### Given problem
Copy out the listing below line for line, changing nothing.

/---

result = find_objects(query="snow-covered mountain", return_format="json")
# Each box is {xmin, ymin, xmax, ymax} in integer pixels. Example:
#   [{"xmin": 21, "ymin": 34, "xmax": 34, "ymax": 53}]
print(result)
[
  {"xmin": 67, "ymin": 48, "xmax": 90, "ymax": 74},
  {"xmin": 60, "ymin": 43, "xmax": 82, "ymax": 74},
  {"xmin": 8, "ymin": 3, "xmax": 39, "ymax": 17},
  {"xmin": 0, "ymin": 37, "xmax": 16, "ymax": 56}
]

\---

### Right answer
result = find_objects(query="snow-covered mountain", return_format="json")
# Each box is {xmin, ymin, xmax, ymax} in integer pixels. Example:
#   [{"xmin": 21, "ymin": 34, "xmax": 34, "ymax": 53}]
print(result)
[
  {"xmin": 67, "ymin": 48, "xmax": 90, "ymax": 74},
  {"xmin": 60, "ymin": 43, "xmax": 82, "ymax": 74},
  {"xmin": 8, "ymin": 3, "xmax": 39, "ymax": 17},
  {"xmin": 0, "ymin": 37, "xmax": 16, "ymax": 56}
]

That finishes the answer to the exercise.